* Reading text *
──────────
This article is more than 1 year old

.NET Core 3 Preview 3 takes a bow, but best not hold your breath for the final release

Faint hopes of a Visual Studio 2019 treat dashed on the rocks of 'late 2019'

A third preview of .NET Core 3 has hit, along with the news that, no, the framework isn't going to feature in the upcoming Visual Studio 2019 until the second half of this year at the earliest.

Microsoft first gave a sneak peek of .NET Core 3 at Build 2018 and promised to deliver a first preview of the latest open-source, cross-platform version of Micrsoft .NET tech later that year and a "final version in 2019". It actually squeaked in right at the end of 2018.

Springtime for Visual Studio 2019, Autumn for .NET Core 3

As such, it is unsurprising to learn that "2019" has become "late 2019" for the much-anticipated production release of the open-source framework, replete with support for Windows desktop applications. The release will remove yet another reason for devs to keep using the ageing .NET Framework.

Visual Studio 2019 is due to hit on 2 April, less than a month from now, and while it will include .NET Core 2.1 and 2.2, 3.0 won't ship until the second half of 2019 – which means it will become part of a later update to Visual Studio 2019.

Richard Lander, program manager for the .NET team, has said the actual ship date will be announced at Microsoft's Build 2019 conference in May.

Lander also noted that future previews of .NET Core 3.0 will be emitted monthly from now on until release. Hopefully we will not see a Preview 12.

There are, however, plenty of tweaks in Preview 3 worthy of a closer look.

And they call it Docker love

Developers dealing with applications packaged with containers will be happy to hear that work has been done on memory limits. Lander admitted that the work done in 2017 on memory limits "isn't aggressive enough" with apps being killed as they blow past set limits. Setting Docker limits below 100MB gave results that Lander described as "not great".
──────────
* Information supplied *
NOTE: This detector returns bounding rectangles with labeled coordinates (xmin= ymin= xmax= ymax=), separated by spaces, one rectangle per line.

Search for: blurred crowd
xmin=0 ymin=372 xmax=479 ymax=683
──────────
* Required work *
a: Decide whether each statement agrees with the .NET Core 3 article, answering yes or no and quoting the deciding words: (i) Visual Studio 2019 will include .NET Core 3.0 when it launches. (ii) Previews of .NET Core 3.0 will now come out monthly until release. (iii) The ship date for .NET Core 3.0 will be announced at Build 2019.
b: Using the .NET Core 3 article, explain why .NET Core 3.0 will come to Visual Studio 2019 only through a later update.
c: Answer these questions from the .NET Core 3 article:
(i) At which event did Microsoft first show .NET Core 3?
(ii) On what date is Visual Studio 2019 due?
(iii) Below what Docker memory limit did Lander call the results "not great"?
You can answer everything from the .NET Core 3 article alone, without the lines.

* Results by task *
a:
(i) No: "while it will include .NET Core 2.1 and 2.2, 3.0 won't ship until the second half of 2019"
(ii) Yes: "future previews of .NET Core 3.0 will be emitted monthly from now on until release"
(iii) Yes: "the actual ship date will be announced at Microsoft's Build 2019 conference in May"

b: Visual Studio 2019 is due on 2 April, but .NET Core 3.0 won't ship until the second half of 2019. Because 3.0 will not be ready when Visual Studio 2019 launches, it will be added in a later update.

c:
(i) Build 2018
(ii) 2 April
(iii) 100MB